• **Consigne**: Reproduisez fidèlement le passage de l'article sur les temps de parole qui va de « Législatives : pour les » jusqu'à « le contexte actuel. ».

• **Extrait**:

+ + + + +

Débat 25 juin 2024 sur TF1

Jordan Bardella pour le Rassemblement national, Gabriel Attal pour le camp présidentiel, et Manuel Bompard pour le Nouveau Front populaire ont débattu sur TF1, le 25 juin 2024, avant le premier tour des législatives. 

© Crédits photo : capture d'écran TF1

Législatives : pour les radios et les chaînes de télévision, le casse-tête des temps de parole

Durant la campagne des élections législatives anticipées, les médias audiovisuels doivent respecter les temps de parole des candidats et des forces politiques. Un vrai défi, dans le contexte actuel.

Temps de lecture : 6 min

Une heure après l’annonce des premières estimations pour les élections européennes, l’allocution du président de la République commence. Dans toutes les rédactions de France, on sort exsangue des huit semaines de campagne européenne. La perspective d’une pente douce vers l’été, avant les Jeux olympiques, séduit. Pas de chance : Emmanuel Macron se saisit du moment pour annoncer la dissolution de l’Assemblée nationale. Nous sommes le dimanche 9 juin 2024, il est 21 heures : les garants de l’équilibrage du temps de parole doivent remettre le couvert. « À ce moment-là, on se dit qu’on repart pour deux tours », plaisante Malcolm Duquesney, responsable pluralisme et engagements sociétaux chez Altice Media (BFM TV-RMC). « Mon premier mot a été de me dire "mince", et encore je suis poli », grince Erik Kervellec, secrétaire général à l’information chez Radio France. Quant à Cyril Guinet, directeur de la Réglementation, déontologie et pluralisme chez France Télévisions, il ne cache pas qu’il aurait « préféré aller à Acapulco ».

L’Arcom (l’Autorité de régulation de la communication audiovisuelle et numérique) adopte ses règles d’équité du temps de parole, met à jour ses référentiels dans la journée du 10, et les communique aux rédactions des radios et télévisions — les médias écrits et pure player ne sont pas concernés. Les chaînes doivent chronométrer et tenir le compte des déclarations politiques dès le lendemain, mardi 11 juin, à partir de 6 heures du matin.

+ + + + +

• **Données fournies**:

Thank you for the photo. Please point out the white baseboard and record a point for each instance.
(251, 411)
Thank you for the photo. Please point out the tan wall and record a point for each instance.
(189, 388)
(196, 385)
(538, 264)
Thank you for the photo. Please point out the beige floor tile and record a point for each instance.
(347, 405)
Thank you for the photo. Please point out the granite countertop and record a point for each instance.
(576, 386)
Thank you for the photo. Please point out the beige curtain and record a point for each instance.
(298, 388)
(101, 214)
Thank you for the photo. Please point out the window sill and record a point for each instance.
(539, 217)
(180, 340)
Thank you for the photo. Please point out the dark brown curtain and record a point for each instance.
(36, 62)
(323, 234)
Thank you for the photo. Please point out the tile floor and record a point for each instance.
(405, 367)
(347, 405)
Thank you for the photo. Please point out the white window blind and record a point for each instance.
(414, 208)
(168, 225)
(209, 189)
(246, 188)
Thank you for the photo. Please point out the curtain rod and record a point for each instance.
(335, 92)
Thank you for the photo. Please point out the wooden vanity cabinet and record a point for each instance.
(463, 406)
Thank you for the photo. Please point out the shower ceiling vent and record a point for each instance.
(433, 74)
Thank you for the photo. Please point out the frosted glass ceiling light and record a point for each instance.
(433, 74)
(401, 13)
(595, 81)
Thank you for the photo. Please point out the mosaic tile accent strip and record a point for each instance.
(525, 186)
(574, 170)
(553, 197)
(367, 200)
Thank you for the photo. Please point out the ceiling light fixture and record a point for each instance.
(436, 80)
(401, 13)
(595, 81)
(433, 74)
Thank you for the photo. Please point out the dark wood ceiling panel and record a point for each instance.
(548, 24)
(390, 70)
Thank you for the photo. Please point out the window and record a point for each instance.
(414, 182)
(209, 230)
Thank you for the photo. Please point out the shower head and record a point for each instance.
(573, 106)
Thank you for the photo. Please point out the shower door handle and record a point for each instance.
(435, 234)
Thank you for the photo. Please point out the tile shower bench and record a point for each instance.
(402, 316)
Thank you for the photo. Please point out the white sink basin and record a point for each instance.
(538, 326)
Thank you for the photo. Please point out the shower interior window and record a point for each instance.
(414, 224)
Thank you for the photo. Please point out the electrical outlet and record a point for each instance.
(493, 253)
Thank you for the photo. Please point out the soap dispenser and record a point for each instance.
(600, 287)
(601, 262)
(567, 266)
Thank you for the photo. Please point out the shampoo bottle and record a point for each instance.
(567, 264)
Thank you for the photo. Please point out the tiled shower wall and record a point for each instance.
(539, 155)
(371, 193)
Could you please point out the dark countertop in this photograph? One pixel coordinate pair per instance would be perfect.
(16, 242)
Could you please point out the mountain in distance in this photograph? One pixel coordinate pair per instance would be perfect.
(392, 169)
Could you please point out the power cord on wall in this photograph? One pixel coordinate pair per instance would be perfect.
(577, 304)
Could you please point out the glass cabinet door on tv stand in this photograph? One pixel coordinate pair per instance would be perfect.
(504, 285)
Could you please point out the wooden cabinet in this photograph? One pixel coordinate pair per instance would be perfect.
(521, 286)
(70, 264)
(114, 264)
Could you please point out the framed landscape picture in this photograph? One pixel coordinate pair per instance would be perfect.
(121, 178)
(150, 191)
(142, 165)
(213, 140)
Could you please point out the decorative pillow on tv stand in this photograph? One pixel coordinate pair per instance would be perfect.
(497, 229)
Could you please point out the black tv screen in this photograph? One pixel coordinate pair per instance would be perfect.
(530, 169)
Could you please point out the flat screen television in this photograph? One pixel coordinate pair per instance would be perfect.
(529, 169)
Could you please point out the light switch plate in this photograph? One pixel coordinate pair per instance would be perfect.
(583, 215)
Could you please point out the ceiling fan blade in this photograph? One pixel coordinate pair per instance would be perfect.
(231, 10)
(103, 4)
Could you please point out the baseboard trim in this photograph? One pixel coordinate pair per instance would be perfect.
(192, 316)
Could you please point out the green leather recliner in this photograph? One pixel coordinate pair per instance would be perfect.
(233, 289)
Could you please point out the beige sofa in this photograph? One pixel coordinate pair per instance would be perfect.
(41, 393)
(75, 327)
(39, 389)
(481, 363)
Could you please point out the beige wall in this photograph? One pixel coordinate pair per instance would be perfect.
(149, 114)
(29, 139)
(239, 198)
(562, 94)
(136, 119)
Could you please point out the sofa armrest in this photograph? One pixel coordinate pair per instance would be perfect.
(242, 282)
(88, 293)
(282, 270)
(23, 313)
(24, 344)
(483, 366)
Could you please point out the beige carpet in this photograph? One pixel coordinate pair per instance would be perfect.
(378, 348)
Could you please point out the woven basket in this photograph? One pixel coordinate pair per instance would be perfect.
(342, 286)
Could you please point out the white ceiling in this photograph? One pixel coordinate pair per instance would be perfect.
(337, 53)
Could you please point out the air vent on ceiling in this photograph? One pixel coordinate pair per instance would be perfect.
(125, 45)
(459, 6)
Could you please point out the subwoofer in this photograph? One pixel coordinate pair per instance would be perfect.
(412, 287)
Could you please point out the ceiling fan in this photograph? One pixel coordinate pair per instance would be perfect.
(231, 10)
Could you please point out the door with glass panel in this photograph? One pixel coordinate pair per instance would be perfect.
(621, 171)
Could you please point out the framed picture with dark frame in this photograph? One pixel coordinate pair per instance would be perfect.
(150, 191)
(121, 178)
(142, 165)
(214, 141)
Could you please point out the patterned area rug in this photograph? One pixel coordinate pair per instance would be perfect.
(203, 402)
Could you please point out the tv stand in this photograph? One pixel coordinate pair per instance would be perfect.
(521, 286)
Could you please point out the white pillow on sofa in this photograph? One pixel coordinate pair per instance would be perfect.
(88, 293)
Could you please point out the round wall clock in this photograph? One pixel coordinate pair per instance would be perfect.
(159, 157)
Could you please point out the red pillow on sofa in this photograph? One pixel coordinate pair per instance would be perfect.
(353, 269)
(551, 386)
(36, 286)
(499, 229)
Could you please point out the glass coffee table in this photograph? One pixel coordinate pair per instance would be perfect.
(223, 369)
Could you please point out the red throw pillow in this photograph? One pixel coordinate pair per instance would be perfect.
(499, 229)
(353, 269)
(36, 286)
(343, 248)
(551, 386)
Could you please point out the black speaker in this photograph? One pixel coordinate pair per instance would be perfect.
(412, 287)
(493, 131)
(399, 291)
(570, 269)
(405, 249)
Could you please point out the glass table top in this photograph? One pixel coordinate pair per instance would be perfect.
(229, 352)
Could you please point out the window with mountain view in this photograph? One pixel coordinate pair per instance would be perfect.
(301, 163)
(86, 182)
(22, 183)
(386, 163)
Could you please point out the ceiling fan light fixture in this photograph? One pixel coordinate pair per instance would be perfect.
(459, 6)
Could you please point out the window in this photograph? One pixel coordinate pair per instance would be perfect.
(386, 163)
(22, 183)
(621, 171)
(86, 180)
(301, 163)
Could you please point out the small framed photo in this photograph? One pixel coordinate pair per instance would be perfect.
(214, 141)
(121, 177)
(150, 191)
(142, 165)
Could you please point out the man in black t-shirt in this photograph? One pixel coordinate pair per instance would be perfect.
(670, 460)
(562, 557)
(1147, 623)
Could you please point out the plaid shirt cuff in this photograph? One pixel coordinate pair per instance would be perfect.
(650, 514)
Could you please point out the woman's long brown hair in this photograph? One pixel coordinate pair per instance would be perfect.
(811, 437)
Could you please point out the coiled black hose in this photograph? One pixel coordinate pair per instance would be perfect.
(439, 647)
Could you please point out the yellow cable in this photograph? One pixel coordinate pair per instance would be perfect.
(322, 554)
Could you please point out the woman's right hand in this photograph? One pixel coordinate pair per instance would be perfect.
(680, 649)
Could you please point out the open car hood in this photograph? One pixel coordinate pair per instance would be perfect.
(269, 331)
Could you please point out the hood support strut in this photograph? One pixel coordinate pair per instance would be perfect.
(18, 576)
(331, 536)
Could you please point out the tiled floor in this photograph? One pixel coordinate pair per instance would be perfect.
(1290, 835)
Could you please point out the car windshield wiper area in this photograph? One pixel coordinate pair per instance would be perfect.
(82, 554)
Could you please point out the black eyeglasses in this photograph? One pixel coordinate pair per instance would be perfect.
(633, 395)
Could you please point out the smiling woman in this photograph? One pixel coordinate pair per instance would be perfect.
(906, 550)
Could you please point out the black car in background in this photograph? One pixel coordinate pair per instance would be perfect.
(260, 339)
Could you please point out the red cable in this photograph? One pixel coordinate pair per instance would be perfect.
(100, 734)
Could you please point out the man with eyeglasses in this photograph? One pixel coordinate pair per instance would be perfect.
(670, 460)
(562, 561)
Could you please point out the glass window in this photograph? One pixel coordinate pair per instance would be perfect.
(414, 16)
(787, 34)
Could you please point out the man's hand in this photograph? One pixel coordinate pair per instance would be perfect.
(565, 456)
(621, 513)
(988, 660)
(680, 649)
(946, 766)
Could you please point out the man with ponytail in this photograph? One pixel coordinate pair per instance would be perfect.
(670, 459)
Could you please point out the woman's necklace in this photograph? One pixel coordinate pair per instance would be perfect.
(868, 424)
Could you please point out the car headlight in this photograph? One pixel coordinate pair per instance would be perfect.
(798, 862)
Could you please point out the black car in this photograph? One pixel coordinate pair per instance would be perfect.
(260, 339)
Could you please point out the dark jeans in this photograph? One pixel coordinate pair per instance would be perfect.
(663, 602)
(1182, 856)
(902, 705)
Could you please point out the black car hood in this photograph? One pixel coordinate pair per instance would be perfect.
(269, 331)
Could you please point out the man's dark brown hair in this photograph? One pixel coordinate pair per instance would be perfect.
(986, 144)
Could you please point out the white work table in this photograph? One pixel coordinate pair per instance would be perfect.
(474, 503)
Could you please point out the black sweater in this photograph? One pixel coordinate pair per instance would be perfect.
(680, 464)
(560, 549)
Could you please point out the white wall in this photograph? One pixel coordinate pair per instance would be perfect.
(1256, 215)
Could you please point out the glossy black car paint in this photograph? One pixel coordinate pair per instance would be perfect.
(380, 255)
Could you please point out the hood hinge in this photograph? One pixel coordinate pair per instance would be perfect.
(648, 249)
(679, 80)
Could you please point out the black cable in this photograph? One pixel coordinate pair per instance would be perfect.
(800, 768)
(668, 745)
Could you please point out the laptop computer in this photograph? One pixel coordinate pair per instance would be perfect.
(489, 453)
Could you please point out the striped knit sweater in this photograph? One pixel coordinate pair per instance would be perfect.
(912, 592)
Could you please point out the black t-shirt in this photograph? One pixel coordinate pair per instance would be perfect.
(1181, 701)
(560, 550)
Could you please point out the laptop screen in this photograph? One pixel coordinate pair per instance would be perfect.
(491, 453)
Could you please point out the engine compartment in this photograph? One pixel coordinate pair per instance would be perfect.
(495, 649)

+ + + + +

• **Réponse**:
Législatives : pour les radios et les chaînes de télévision, le casse-tête des temps de parole

Durant la campagne des élections législatives anticipées, les médias audiovisuels doivent respecter les temps de parole des candidats et des forces politiques. Un vrai défi, dans le contexte actuel.